→ **Work instructions**
1. Write out the passage of the 15.3 update thread from "## AdamInKent (Jan" to "useful to me.", word for word.
2. Carry on the forum thread about the 15.3 update, starting right after its final line.

→ **Text excerpt**
— Start —

# Got my 15.3 update last night



## Meng (Feb 27, 2011)

Reminders will be useful :up:, but the default for recordings is still one minute before and four minutes after.

You can change the settings, but if you increase the default start by a minute, it deletes a minute from the default end. :down:

Which is worse than useless.


----------



## Fixerman (Jan 31, 2011)

Catchup seems to have improved. Much faster and is probably what it should have been all along.:up:


----------



## AdamInKent (Jan 10, 2011)

Meng said:


> Reminders will be useful :up:, but the default for recordings is still one minute before and four minutes after.
> 
> You can change the settings, but if you increase the default start by a minute, it deletes a minute from the default end. :down:
> 
> Which is worse than useless.


I've been able to set my default times to "Start Recording" and "Stop Recording" "On-time" using the Settings -> Recordings -> "Default Recording Options" screen. You can also set the defaults for "New and Reruns" and "Keep at Most". That seems pretty useful to me.


----------



## OzSat (Feb 15, 2001)

Meng said:


> Reminders will be useful :up:, but the default for recordings is still one minute before and four minutes after.
> 
> You can change the settings, but if you increase the default start by a minute, it deletes a minute from the default end. :down:
> 
> Which is worse than useless.

— End —

→ **Data**
— Start —

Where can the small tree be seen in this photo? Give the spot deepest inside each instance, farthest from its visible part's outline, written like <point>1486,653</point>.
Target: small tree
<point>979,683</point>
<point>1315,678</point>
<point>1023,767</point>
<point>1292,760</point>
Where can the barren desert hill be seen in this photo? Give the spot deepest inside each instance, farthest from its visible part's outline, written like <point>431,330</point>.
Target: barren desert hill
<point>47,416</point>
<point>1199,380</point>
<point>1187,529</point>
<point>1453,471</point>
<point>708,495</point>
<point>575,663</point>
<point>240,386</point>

— End —
— Start —

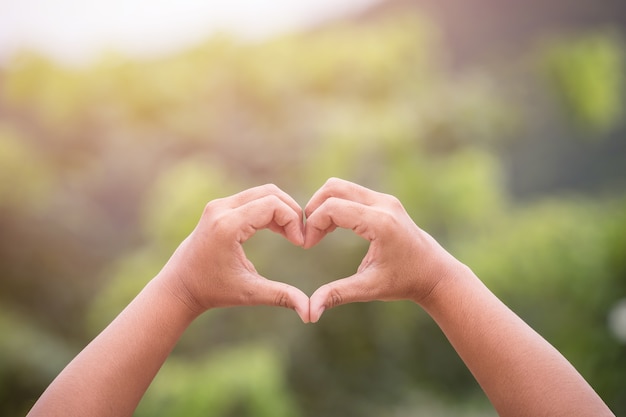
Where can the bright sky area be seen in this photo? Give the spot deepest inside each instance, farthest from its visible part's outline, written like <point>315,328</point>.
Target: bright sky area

— End —
— Start —

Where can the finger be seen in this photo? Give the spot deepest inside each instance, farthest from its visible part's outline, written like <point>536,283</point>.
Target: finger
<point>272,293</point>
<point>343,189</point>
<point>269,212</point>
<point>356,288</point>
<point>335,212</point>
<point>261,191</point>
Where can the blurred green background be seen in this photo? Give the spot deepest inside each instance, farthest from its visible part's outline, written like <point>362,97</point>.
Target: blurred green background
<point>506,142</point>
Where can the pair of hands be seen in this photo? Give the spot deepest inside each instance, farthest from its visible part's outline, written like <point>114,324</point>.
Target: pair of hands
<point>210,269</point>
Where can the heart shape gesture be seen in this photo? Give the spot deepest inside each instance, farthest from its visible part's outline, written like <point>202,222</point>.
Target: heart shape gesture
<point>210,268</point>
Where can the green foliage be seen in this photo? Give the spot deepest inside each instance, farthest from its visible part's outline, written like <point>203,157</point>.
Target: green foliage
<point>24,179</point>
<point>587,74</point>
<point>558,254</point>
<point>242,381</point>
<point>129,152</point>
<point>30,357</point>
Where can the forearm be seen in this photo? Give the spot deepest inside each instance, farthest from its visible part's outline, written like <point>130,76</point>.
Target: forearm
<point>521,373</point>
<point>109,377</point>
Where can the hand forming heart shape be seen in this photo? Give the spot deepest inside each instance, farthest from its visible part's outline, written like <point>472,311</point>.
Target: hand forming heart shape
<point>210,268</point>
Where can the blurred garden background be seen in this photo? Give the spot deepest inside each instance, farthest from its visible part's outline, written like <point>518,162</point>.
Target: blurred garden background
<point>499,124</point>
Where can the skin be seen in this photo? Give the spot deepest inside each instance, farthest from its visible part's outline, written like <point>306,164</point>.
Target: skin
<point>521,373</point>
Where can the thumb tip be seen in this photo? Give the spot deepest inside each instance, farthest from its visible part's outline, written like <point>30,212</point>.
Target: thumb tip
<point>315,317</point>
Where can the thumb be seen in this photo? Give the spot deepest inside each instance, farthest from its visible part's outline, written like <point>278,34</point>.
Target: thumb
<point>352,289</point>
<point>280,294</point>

— End —

→ **The results**
1.
## AdamInKent (Jan 10, 2011)

Meng said:


> Reminders will be useful :up:, but the default for recordings is still one minute before and four minutes after.
> 
> You can change the settings, but if you increase the default start by a minute, it deletes a minute from the default end. :down:
> 
> Which is worse than useless.


I've been able to set my default times to "Start Recording" and "Stop Recording" "On-time" using the Settings -> Recordings -> "Default Recording Options" screen. You can also set the defaults for "New and Reruns" and "Keep at Most". That seems pretty useful to me.

2.
The problem with having global values that people can increase - is that people will end up adding too much time and when clashes start appearing they then start complaining that too many programmes are getting the end or start cut off.


----------



## alextegg (May 21, 2002)

Am I missing something, but if you use a PVR to record programmes and watch them when you want to watch them, what possible use are reminders? 

Or have I misunderstood what they are for - when I saw "record and remind" it caused a bit of a head scratch


----------



## cwaring (Feb 12, 2002)

Meng said:


> Reminders will be useful :up:, but the default for recordings is still one minute before and four minutes after.
> 
> You can change the settings, but if you increase the default start by a minute, it deletes a minute from the default end. :down:
> 
> Which is worse than useless.


You can do more that. Keep playing. You'll figure it out 



alextegg said:


> Am I missing something, but if you use a PVR to record programmes and watch them when you want to watch them, what possible use are reminders?
> 
> Or have I misunderstood what they are for - when I saw "record and remind" it caused a bit of a head scratch


Don't get me started on that one 

PS. Yes. I'm back! No. I haven't actually been anywhere. Just neglected you all for a while Sorry


----------



## Fixerman (Jan 31, 2011)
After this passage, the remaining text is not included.